TO DO –
(a) From the 2024 highlights post below, list the three heads of the Hydra that the writer says the usual routine would face.
(b) Please reproduce everything in the 2024 highlights post below from "2024's Highlights: Of" down to "moments of 2024.".
(c) Decide whether each statement agrees with the 2024 highlights post below. Answer yes or no for each, quoting the words of the post that settle it.
(i) The writer presents the highlights as a power ranking.
(ii) Egypt was Rufus's first passport stamp, at six months old.
(iii) The writer says mountains are the writer's own thing.

TEXT SHOWN –
# # # # # # #

2024's Highlights: Of Eating and Writing In The Year I Never Expected.
2024 tested me in ways I would not expect: as a new father, as a new writer. Here are my fondest moments of 2024.
Publishing one's annual highlights is a brazen indulgence, worse when I am cavorting around restaurants and bars worldwide.
I started 2024 knowing it would be different, but not knowing the where’s or how’s.
The usual juggle of work, writing and husbanding would meet its Final Boss: a three-headed Hydra of First-Time Fatherhood, a Long-Term Project and Home Renovations.
Fatherhood was the most disruptive. It dismantled and subsumed my writing routine, supplanting it with sleep training, late-night feeds and other detritus.
Still, I got out—the whole inspiration for EatGoSee. My mantra is “do what you can do”.
This year’s highlights reflect on those moments that stood out and why. It’s not a power ranking. It’s not a countdown. These are the memorable Restaurants, Plates and Moments. Life is experiential after all.
The Restaurants
February started by tearing through South Tyrol’s snow-dusted Dolomites and hurtling towards Brunico in the twinkle of its winter sun. A short, memorable stay in the compassionately restored Ansitz Heufler inspires me to return with the family because, while beaches are my thing, the mountains are hers and Italy is ours.
I made a press trip pilgrimage to Atelier Moessmer Norbert Niederkofler for its tasting menu where the lick-the-plate-bowl spatzlan and a slab of syrupy apple tart tatin linger in my mind and arteries. A twinned visit to AlpINN gifted me the Greatest of All Views and Genussbunker revealed an audacious cheese haven borne of wartime spoils.
May’s Cairo Food Week reacquainted me with a city I only observed during work trips via taxi windows, meaning I never experienced it. We ascended the Pyramids of Giza on Mother’s Day as a family, a poignant return not only to our life before Rufus but also towards the life we want for him, of living and seeing this big, wide world. Egypt is his first passport stamp at only six months old. Mashallah.

# # # # # # #

DATA ENTRIES –
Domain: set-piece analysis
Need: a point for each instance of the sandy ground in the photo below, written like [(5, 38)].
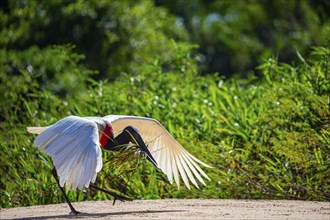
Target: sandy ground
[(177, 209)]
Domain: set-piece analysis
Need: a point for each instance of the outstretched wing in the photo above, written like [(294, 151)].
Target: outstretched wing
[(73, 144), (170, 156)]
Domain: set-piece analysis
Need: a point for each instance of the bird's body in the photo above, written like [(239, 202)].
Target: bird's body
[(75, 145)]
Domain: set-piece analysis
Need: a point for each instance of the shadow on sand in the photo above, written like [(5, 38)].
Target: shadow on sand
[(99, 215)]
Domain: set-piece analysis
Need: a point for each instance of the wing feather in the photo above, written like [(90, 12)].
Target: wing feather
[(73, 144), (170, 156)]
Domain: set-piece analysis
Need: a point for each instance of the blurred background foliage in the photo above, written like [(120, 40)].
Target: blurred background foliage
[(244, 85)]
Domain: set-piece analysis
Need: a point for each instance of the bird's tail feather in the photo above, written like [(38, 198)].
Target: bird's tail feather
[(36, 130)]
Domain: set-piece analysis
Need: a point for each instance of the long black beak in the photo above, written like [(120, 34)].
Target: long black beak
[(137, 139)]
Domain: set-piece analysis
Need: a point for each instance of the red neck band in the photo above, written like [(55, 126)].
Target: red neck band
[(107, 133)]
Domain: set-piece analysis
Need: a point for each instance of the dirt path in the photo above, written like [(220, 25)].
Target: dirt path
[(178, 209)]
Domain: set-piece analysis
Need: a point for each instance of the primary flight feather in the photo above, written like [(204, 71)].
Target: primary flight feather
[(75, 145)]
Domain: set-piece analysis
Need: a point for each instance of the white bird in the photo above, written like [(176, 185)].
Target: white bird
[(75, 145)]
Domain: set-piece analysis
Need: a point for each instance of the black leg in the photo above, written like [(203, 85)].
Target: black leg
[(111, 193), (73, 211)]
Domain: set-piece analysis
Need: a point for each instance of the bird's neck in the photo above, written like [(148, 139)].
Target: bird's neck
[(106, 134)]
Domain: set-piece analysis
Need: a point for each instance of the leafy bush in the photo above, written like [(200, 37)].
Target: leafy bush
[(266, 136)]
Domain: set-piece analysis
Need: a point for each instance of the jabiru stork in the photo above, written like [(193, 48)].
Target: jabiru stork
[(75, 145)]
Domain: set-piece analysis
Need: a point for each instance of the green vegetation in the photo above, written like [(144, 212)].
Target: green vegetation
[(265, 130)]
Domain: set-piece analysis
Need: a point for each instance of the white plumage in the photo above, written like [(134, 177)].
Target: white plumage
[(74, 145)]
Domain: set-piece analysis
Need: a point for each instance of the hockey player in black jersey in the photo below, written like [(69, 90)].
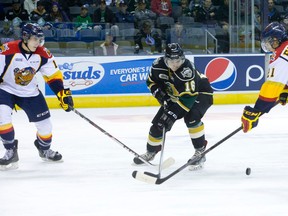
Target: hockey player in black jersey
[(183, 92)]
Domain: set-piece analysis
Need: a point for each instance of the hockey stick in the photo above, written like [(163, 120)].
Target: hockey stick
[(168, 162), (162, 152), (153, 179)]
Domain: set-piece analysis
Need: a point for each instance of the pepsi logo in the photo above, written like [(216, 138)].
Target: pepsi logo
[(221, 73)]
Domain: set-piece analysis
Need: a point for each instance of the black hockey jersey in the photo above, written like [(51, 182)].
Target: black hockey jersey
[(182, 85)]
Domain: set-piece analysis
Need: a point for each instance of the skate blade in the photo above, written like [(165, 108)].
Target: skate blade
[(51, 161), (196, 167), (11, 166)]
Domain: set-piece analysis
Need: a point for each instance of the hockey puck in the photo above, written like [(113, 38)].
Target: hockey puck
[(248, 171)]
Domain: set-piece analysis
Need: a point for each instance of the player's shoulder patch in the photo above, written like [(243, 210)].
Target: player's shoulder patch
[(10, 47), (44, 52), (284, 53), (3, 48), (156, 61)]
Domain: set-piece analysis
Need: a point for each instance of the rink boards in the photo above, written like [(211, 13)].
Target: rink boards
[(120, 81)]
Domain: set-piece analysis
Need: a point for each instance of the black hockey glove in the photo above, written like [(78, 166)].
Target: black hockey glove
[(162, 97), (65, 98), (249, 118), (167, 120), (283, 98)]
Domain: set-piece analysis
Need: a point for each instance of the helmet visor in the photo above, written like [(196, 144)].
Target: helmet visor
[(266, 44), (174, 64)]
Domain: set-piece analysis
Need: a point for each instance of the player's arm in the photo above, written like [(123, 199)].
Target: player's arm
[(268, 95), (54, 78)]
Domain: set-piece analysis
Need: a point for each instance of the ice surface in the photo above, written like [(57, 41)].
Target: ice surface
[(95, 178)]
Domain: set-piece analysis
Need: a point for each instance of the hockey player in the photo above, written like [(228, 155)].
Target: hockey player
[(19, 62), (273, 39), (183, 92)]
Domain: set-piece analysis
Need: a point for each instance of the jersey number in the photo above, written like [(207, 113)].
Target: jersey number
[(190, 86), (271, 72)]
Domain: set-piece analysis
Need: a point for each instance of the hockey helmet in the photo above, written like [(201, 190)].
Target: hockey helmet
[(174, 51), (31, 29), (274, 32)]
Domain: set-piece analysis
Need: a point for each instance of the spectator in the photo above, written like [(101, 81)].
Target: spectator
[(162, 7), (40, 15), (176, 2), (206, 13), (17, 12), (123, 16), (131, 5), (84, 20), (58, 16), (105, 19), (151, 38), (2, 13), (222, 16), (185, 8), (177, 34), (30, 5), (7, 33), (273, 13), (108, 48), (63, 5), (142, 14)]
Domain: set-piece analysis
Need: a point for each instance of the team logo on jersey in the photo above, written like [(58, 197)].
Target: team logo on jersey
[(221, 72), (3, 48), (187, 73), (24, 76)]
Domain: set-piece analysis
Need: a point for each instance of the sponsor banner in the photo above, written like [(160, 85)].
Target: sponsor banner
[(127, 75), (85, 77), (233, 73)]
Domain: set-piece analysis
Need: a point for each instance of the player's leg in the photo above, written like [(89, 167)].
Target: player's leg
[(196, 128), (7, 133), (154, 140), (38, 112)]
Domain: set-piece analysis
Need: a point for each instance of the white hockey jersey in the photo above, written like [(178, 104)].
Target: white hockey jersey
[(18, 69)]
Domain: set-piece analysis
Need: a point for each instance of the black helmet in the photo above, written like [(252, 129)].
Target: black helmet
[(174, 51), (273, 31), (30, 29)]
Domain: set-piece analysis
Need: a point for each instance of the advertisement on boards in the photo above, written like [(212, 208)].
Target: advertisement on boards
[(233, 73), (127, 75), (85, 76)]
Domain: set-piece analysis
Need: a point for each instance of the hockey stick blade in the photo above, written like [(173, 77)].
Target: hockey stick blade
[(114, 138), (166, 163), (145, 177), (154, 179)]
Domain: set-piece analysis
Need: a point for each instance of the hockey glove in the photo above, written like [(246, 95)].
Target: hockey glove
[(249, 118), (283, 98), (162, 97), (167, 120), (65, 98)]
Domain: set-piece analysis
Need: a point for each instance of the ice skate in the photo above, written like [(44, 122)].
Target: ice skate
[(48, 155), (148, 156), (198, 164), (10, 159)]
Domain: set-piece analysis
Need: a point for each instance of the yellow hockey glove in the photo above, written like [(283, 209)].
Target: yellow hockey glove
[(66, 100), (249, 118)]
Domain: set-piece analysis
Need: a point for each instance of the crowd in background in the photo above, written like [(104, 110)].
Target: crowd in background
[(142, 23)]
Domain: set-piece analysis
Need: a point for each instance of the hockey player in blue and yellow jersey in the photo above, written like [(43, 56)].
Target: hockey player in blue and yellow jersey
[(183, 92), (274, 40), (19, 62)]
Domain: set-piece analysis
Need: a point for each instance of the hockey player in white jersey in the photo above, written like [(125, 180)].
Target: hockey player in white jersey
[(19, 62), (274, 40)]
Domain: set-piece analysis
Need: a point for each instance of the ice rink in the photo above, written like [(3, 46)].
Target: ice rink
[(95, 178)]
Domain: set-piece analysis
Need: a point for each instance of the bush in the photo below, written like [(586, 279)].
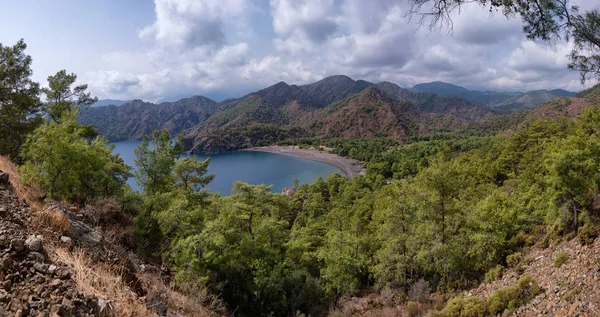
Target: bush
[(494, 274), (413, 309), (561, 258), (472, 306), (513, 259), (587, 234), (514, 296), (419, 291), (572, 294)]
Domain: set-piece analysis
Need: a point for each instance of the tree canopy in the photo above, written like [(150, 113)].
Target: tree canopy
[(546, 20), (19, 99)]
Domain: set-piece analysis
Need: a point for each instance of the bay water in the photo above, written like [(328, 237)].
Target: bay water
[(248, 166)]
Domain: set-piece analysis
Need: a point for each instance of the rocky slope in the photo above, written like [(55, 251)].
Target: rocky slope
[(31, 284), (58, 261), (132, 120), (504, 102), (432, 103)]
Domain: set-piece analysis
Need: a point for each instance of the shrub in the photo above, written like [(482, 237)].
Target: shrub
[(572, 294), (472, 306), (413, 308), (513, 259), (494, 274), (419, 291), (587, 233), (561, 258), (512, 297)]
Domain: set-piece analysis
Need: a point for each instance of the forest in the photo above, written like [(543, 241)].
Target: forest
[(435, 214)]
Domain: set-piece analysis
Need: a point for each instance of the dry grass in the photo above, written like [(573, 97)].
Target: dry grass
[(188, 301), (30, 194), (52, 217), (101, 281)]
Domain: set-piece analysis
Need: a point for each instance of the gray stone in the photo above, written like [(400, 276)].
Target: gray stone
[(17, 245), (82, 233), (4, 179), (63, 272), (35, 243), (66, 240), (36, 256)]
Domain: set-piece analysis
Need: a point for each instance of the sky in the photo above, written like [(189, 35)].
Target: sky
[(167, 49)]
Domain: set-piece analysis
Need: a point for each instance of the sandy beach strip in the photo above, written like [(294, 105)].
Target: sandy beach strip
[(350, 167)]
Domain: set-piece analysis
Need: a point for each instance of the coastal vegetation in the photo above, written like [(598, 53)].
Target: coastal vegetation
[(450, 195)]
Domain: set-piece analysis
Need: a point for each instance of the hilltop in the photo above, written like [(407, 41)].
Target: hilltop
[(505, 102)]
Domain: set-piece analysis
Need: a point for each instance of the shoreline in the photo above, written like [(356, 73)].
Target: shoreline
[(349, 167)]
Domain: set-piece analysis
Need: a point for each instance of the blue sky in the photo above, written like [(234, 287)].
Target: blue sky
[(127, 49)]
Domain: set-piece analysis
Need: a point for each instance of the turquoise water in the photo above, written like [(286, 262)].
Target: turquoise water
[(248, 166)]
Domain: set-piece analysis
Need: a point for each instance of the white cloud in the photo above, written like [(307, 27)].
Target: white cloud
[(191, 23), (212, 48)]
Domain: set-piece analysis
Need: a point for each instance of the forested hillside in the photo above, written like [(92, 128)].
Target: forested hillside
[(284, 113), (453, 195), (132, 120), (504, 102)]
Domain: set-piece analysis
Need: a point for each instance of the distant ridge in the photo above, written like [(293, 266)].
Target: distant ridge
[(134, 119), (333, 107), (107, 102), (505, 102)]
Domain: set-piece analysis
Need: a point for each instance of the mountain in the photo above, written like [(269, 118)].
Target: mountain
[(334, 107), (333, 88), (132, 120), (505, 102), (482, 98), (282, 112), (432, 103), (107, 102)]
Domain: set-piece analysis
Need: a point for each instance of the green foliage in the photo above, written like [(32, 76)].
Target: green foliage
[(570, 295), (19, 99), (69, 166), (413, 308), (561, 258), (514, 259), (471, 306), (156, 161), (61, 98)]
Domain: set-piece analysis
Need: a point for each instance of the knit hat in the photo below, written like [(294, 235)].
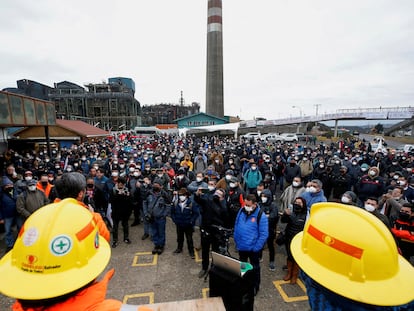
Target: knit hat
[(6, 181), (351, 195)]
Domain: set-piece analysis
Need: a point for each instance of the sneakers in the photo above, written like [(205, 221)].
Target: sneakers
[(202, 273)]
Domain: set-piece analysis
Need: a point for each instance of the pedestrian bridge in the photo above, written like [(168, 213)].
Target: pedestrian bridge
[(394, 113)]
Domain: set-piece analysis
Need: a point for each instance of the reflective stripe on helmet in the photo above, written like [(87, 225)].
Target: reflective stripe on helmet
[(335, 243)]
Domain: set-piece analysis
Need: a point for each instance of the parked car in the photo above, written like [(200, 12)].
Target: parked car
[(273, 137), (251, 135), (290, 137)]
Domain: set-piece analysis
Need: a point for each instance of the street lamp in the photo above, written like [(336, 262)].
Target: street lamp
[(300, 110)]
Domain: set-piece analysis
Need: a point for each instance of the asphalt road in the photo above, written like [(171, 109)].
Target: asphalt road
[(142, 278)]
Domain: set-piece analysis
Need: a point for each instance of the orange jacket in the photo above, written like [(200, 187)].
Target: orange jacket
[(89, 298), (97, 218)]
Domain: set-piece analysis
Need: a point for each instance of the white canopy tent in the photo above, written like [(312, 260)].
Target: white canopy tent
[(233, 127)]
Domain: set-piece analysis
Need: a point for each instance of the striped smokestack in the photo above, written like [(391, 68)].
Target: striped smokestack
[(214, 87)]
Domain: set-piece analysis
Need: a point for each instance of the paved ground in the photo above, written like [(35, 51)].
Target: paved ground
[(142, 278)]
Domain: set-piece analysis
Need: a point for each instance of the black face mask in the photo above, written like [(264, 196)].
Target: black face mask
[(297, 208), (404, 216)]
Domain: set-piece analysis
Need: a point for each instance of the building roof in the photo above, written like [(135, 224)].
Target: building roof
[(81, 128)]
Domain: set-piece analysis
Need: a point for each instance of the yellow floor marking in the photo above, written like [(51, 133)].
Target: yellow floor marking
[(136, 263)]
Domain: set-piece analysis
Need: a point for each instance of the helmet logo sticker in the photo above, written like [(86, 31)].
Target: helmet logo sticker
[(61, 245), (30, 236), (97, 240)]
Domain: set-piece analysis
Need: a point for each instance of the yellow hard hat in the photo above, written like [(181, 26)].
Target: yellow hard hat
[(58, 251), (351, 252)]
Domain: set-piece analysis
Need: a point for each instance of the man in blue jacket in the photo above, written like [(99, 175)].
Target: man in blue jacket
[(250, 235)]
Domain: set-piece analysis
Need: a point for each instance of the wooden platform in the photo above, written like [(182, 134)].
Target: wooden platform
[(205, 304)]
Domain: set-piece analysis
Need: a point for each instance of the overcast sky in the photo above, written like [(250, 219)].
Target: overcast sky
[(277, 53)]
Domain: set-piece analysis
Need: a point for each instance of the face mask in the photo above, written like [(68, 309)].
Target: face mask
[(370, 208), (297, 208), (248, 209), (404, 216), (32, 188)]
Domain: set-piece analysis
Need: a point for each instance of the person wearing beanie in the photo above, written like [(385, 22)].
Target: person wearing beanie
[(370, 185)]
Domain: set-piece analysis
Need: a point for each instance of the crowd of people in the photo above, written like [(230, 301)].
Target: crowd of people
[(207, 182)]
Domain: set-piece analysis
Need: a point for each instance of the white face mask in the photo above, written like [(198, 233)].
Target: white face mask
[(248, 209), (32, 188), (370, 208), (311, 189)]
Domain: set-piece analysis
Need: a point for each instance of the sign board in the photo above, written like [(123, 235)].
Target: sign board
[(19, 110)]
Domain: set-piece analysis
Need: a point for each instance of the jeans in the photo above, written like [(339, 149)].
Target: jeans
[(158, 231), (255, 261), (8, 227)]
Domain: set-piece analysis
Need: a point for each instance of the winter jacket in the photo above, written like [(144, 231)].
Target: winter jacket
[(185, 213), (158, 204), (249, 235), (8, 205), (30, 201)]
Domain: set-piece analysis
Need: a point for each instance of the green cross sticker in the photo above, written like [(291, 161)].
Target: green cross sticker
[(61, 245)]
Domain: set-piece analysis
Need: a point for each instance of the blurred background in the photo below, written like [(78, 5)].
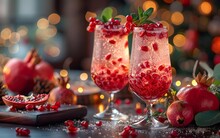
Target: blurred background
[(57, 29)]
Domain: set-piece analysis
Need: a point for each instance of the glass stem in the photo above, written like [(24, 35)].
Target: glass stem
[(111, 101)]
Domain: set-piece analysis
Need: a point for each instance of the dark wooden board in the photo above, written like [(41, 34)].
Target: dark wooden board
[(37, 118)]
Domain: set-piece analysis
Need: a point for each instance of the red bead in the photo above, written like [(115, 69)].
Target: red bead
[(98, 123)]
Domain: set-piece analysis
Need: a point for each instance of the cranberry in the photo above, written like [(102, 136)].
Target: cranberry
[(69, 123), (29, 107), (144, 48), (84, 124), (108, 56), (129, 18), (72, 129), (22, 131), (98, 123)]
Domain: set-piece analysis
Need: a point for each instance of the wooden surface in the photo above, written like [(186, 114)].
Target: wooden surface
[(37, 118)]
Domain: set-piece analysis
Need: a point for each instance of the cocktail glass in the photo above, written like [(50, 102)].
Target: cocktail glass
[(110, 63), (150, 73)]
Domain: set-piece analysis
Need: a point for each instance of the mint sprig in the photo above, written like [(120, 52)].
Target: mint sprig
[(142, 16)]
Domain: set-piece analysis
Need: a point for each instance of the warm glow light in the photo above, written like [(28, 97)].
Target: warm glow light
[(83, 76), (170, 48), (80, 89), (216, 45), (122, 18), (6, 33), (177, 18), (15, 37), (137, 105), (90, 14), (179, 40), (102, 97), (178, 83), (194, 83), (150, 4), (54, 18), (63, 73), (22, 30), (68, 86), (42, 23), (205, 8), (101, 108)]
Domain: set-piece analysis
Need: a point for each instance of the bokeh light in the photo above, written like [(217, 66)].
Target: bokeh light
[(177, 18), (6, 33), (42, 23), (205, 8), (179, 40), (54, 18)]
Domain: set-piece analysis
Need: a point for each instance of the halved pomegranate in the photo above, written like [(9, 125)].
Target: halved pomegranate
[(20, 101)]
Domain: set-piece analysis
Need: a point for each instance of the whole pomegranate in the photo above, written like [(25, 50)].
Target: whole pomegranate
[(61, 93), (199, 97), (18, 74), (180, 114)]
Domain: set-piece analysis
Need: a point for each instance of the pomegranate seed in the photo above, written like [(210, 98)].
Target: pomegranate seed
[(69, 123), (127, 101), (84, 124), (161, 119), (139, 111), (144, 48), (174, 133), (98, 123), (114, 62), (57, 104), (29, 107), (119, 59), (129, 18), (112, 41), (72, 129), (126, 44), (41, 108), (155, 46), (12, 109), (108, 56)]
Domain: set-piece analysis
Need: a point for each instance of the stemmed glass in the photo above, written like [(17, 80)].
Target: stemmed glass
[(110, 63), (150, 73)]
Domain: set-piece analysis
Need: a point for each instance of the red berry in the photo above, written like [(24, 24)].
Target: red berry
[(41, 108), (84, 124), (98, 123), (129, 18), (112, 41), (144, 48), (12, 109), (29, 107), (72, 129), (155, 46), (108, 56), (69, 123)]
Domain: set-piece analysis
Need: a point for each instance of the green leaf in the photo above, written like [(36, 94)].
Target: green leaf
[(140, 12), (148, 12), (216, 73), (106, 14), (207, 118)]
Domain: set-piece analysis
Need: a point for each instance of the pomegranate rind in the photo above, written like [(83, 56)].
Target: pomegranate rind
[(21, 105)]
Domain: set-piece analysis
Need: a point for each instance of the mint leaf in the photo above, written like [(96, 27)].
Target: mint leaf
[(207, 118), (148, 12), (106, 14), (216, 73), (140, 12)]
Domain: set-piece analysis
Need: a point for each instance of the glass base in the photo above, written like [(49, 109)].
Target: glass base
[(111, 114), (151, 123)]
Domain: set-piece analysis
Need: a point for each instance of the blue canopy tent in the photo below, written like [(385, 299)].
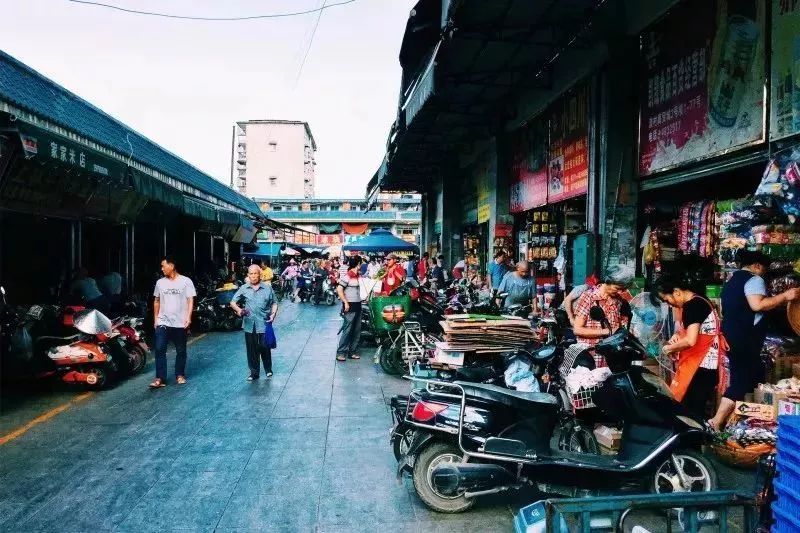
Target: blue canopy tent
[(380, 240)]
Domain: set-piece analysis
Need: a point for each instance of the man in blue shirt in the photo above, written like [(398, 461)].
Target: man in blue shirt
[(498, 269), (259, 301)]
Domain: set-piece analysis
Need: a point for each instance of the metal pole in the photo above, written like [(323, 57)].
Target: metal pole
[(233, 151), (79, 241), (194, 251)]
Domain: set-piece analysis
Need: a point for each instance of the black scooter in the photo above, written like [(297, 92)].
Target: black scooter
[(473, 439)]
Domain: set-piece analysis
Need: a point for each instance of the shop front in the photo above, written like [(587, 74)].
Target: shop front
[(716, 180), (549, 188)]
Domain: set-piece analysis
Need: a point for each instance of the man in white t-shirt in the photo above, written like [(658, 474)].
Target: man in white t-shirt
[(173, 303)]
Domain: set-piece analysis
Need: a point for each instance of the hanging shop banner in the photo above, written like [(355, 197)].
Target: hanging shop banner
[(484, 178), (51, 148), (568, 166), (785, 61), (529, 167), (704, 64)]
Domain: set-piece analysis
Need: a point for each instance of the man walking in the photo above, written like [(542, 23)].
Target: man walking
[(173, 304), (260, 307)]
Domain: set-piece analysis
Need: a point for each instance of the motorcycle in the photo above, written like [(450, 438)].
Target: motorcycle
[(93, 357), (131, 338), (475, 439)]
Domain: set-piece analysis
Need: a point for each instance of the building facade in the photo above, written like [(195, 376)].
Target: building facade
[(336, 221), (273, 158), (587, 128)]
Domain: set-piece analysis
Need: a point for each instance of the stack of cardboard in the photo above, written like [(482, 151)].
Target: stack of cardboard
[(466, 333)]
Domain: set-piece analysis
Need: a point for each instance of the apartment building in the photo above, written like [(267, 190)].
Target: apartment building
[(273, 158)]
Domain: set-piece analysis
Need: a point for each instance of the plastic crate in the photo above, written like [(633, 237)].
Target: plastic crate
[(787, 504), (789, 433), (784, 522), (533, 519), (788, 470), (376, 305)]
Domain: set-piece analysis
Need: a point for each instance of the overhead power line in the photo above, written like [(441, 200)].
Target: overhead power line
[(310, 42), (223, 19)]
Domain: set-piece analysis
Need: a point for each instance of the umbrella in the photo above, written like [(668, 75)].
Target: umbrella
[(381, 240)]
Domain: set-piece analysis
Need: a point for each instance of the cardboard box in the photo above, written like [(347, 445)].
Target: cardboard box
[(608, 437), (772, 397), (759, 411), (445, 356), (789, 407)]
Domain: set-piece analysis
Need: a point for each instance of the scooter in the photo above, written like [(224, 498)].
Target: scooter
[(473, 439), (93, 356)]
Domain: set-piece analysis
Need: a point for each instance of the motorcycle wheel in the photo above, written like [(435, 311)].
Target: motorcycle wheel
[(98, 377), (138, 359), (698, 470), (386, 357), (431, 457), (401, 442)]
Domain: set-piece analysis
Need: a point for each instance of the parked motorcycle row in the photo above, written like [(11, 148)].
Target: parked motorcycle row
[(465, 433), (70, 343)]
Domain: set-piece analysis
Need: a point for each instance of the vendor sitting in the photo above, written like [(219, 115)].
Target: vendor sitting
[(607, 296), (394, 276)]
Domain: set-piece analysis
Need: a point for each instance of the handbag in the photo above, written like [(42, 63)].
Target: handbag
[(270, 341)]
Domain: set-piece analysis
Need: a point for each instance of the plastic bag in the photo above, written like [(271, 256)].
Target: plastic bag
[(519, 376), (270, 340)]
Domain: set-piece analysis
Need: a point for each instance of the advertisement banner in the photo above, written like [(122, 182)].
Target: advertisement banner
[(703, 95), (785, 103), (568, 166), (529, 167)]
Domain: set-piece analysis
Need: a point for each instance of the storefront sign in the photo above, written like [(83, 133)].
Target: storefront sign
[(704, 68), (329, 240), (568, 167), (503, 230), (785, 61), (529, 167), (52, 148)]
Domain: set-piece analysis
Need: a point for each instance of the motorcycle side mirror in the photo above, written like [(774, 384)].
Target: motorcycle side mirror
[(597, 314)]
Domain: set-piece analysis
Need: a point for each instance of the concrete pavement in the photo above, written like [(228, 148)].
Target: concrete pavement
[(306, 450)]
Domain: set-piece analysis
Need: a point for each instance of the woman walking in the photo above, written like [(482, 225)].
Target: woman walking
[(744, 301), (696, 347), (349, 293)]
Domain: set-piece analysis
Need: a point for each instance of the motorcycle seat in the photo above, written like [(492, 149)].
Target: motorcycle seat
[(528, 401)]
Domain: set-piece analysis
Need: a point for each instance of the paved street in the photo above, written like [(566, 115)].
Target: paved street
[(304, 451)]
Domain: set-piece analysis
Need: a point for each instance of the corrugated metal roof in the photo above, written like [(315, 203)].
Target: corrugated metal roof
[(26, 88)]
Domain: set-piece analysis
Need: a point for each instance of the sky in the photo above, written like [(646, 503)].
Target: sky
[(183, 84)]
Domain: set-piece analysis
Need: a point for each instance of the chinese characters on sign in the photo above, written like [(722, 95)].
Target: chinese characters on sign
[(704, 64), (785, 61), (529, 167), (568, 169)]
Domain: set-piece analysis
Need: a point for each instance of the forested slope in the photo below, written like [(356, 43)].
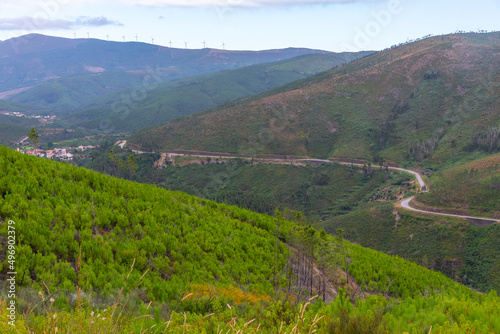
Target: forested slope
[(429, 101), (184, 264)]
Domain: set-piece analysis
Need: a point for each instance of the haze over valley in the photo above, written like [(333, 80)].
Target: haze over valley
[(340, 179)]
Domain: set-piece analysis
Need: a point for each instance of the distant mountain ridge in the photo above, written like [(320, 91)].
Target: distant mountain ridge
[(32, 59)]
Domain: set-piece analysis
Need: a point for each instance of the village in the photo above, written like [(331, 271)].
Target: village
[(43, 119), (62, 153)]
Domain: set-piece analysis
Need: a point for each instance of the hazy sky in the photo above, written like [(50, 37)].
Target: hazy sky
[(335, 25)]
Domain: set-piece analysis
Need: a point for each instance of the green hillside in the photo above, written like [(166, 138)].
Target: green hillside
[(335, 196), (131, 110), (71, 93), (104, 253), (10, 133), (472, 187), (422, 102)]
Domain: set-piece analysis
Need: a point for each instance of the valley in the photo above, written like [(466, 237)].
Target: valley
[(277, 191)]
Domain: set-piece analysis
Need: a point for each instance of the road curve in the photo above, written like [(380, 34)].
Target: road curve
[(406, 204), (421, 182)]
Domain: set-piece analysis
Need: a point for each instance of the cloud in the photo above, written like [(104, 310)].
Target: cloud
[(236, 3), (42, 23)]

# # # # # # #

RESPONSES PER TASK –
(a)
- First-Time Fatherhood
- a Long-Term Project
- Home Renovations

(b)
2024's Highlights: Of Eating and Writing In The Year I Never Expected.
2024 tested me in ways I would not expect: as a new father, as a new writer. Here are my fondest moments of 2024.

(c)
(i) No: "It’s not a power ranking."
(ii) Yes: "Egypt is his first passport stamp at only six months old."
(iii) No: "while beaches are my thing, the mountains are hers"